Rename "point_to(query)" to "locate(query)" everywhere in the lines below, and give all the lines again with nothing else changed.

Entries for pointing and labeling
===

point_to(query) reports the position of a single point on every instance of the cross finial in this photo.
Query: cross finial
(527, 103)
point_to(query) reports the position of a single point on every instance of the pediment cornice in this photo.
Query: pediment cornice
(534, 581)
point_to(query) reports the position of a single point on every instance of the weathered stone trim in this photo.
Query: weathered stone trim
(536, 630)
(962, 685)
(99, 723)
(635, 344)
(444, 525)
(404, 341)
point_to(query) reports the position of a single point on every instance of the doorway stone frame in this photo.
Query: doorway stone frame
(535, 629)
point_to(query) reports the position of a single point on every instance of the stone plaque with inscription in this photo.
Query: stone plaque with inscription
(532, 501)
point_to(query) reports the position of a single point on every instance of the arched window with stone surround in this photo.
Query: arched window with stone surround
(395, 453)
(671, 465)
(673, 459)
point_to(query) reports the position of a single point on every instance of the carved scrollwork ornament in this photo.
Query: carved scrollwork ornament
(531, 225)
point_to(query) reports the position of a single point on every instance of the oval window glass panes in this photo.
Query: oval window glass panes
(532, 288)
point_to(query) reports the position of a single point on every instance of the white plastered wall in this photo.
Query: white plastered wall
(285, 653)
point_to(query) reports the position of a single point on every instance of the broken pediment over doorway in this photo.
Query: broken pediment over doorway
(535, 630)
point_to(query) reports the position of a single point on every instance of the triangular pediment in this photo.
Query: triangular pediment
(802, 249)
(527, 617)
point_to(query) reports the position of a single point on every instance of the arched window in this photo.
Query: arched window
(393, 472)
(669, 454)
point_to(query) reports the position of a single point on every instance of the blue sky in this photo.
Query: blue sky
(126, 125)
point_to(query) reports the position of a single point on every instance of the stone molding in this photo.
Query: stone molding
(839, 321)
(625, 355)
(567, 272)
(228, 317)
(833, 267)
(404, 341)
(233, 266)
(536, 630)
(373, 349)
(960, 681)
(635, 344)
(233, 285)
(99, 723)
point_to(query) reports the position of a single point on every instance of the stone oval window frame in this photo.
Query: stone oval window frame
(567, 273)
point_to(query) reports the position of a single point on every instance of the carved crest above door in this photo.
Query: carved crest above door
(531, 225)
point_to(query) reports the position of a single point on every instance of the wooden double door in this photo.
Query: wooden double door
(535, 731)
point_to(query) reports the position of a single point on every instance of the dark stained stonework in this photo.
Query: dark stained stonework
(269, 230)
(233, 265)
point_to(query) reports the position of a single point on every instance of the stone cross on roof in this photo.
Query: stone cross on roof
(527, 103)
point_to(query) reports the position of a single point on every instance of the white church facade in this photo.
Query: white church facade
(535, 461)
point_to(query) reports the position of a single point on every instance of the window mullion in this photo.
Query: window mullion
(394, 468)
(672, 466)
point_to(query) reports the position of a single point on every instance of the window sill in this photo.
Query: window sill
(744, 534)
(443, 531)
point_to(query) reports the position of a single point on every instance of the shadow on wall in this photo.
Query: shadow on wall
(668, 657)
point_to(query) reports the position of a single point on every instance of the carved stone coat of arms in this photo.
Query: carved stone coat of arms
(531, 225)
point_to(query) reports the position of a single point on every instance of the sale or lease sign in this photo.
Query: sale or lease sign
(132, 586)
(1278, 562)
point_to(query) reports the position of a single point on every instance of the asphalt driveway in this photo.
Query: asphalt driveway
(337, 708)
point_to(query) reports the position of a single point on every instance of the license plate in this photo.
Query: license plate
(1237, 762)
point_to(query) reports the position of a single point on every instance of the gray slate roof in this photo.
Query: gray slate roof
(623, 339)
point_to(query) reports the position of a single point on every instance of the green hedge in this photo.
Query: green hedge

===

#### WRITTEN ANSWER:
locate(query) reports the position of a single point on every instance of the cross finial in this photo.
Query: cross finial
(527, 103)
locate(query) reports the position of a single point on every instance of the pediment cornice in this photo.
Query: pediment cornice
(534, 581)
locate(query) reports the position of a single point on every instance of the weathered stone trim in this photo.
Query: weathered stone trim
(536, 630)
(962, 685)
(99, 723)
(635, 344)
(444, 525)
(404, 341)
locate(query) reports the position of a single point on every instance of the doorway stone frame in this photo.
Query: doorway stone frame
(535, 629)
locate(query) reports the position of a single point on every instance of the stone plaque with inscription in this photo.
Query: stone plaque with inscription
(532, 501)
locate(query) reports the position of a single point on every instance of the arched window with stone surround in this photo.
Query: arched window with stone surround
(395, 453)
(671, 465)
(673, 459)
locate(query) reports the position of a single point on every instance of the carved scrollwork ornament in this photo.
Query: carved scrollwork ornament
(531, 225)
locate(query) reports the position of a single point on every instance of the oval window glass panes in this photo.
Query: oval window glass panes
(532, 288)
locate(query) reports the position of a single point on every instance of the white plastered wall in this photo.
Query: white plastered wall
(285, 653)
locate(query) reports the position of a single point on every instance of the broken pediment over doorway in this photo.
Query: broken pediment over doorway
(535, 630)
locate(query) reports the position of a single point on every instance of the triangular pediment in this photo.
Query: triangular pediment
(802, 249)
(527, 617)
locate(query) reports the position of a single point on every instance of the arched window in this photo.
Query: arched window
(393, 472)
(669, 454)
locate(query) reports the position of a single point on every instance of the blue sky in this photo.
Query: blue sky
(126, 125)
locate(query) reports the position of a single point on every instance of the stone molding in this photo.
Query: stone molding
(839, 321)
(625, 355)
(567, 272)
(228, 317)
(833, 267)
(404, 341)
(233, 266)
(536, 630)
(373, 349)
(960, 681)
(635, 344)
(233, 285)
(99, 723)
locate(query) reports the position of a single point on every instance of the stone oval window frame in this photo.
Query: stone oval window frame
(567, 273)
locate(query) reports the position of a single point on every instance of the carved crest above door in this photo.
Query: carved crest above door
(531, 225)
locate(query) reports the position of a single point on every instance of the wooden double door in this photo.
Query: wooden double door
(535, 731)
locate(query) reports the position of a single point on every instance of the dark stained stonework in this photo.
Query: dark stained stonework
(269, 230)
(233, 265)
locate(query) reports the position of a single point on every instance of the stone cross on roof in this photo.
Query: stone cross on roof
(527, 103)
locate(query) reports the position of a single point on every instance of the white church facade in this photo.
Query: white church facade
(535, 461)
locate(query) reports the position of a single point on every instance of the window mullion in this photo.
Query: window mullion
(394, 468)
(672, 466)
locate(query) reports the position of a single point on every instance of the window sill in this photo.
Query: window sill
(744, 534)
(443, 531)
locate(query) reports the position of a single point on every instance of the shadow on wall in this photo.
Query: shadow on wall
(668, 657)
locate(query) reports the position of a single point on every instance of the carved stone coat of arms in this photo.
Query: carved stone coat of arms
(531, 225)
locate(query) reports the position of a single point on every instance of the sale or lease sign in this photo.
Query: sale or lease sign
(132, 586)
(1278, 562)
locate(query) reports the position of a single point on every instance of the asphalt driveway in this photo.
Query: asphalt driveway
(337, 708)
locate(query) reports the position of a single point on every instance of the license plate in this photo.
Query: license plate
(1237, 762)
locate(query) reports the position of a single point on every instance of the gray slate roof in this photo.
Query: gray slate roof
(623, 339)
locate(query) reports the position of a single point on every instance of the green hedge in this photo.
Query: green hedge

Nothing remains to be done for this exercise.